EXTRACT TO READ:

Question: Today I happen to be celebrating the birthday of a family member, which got me wondering about how likely it is for two people in a room to have the same birthday.

Suppose people walk into a room, one at a time. Their birthdays happen to be randomly distributed throughout the $365$ days of the year (and no one was born on a leap day). The moment two people in the room have the same birthday, no more people enter the room and everyone inside celebrates by eating cake, regardless of whether that common birthday happens to be today.

On average, what is the expected number of people in the room when they eat cake?

Extra credit: Suppose everyone eats cake the moment three people in the room have the same birthday. On average, what is this expected number of people?

(FiveThirtyEight)

Solution

I found three ways to solve this problem: by approximation, counting through recursion, and counting through combinatorics.

The first way is the most insightful and helps reveal what the exact solutions add to the picture, so we’ll start there.

Approximate argument

One way to treat the birthday twin case is to multiply the probability that the second person doesn’t collide with the first $(1-1/365),$ with the probability that the third person doesn’t collide with the first two $(1-2/365)$ and so on up to the $n^\text{th}$ person. The resulting expression is exact and at some point falls below $50\%$ giving us the answer to the classic birthday birthday collision problem.

Each term in the product $(1-j/365)$ is approximately equal to $e^{-j/365}$ and so we can add up all the exponents $\frac{1}{365}\left(1 + 2 + \ldots + n\right) = n(n+1)/2$ and we end up with $P(\text{no collisions in }n\text{ people}) \approx e^{-n^2/(2!\cdot 365)}.$ This is nice but, but the logic doesn’t easily extend to triplets and above.

(Dataset records)
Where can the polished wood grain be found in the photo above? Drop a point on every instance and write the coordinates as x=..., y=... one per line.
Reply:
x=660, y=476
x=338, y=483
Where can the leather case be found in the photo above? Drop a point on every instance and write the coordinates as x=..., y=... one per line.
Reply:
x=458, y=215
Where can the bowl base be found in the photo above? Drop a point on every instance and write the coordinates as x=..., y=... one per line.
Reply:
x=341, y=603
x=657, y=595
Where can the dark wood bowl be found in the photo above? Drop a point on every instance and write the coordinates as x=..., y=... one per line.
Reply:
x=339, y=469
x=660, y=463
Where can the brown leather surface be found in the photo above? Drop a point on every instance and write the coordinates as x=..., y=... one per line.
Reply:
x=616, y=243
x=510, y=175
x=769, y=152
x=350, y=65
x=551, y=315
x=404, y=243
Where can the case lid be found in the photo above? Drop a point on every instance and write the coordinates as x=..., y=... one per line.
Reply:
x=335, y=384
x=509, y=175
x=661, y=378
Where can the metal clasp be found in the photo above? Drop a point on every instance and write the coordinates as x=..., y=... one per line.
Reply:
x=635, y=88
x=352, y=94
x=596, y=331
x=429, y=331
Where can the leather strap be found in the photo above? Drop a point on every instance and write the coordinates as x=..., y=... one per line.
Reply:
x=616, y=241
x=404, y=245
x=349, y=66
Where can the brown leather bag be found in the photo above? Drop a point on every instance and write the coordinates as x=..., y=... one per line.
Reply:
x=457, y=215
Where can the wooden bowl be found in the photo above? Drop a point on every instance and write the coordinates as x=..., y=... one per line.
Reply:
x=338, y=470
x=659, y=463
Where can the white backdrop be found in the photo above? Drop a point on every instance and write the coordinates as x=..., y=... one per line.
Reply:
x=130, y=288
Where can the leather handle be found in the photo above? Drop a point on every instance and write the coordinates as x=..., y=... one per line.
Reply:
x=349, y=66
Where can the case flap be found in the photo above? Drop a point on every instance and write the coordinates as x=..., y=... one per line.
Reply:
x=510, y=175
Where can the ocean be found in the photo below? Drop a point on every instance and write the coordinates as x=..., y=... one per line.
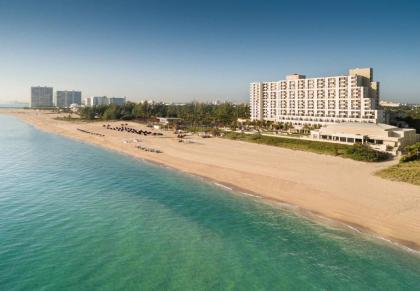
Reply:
x=77, y=217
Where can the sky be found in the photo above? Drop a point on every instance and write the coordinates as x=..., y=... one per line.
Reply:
x=178, y=51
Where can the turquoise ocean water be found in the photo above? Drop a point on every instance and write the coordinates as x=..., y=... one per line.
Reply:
x=76, y=217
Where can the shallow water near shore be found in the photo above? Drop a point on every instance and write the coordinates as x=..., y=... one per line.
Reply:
x=77, y=217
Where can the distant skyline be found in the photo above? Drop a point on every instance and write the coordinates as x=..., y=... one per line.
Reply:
x=178, y=51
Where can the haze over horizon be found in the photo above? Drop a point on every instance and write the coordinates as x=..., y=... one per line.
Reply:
x=177, y=51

DIRECTIONS:
**a)** In the birthday problem text, what three approaches does the solver say they found for solving the problem?
**b)** Rewrite the birthday problem text between "One way to treat" and "triplets and above.", inclusive, with "collide" replaced by "clash".
**c)** Does the birthday problem text support each statement? (i) Some people in the room may have been born on a leap day. (ii) The solution begins with the approximate argument. (iii) The logic of the approximation extends easily to triplets.

SOLUTIONS TO EACH TASK:
**a)** Approximation, counting through recursion, and counting through combinatorics.

**b)**
One way to treat the birthday twin case is to multiply the probability that the second person doesn’t clash with the first $(1-1/365),$ with the probability that the third person doesn’t clash with the first two $(1-2/365)$ and so on up to the $n^\text{th}$ person. The resulting expression is exact and at some point falls below $50\%$ giving us the answer to the classic birthday birthday collision problem.

Each term in the product $(1-j/365)$ is approximately equal to $e^{-j/365}$ and so we can add up all the exponents $\frac{1}{365}\left(1 + 2 + \ldots + n\right) = n(n+1)/2$ and we end up with $P(\text{no collisions in }n\text{ people}) \approx e^{-n^2/(2!\cdot 365)}.$ This is nice but, but the logic doesn’t easily extend to triplets and above.

**c)**
(i) No: "no one was born on a leap day"
(ii) Yes: "The first way is the most insightful and helps reveal what the exact solutions add to the picture, so we’ll start there."
(iii) No: "the logic doesn’t easily extend to triplets and above"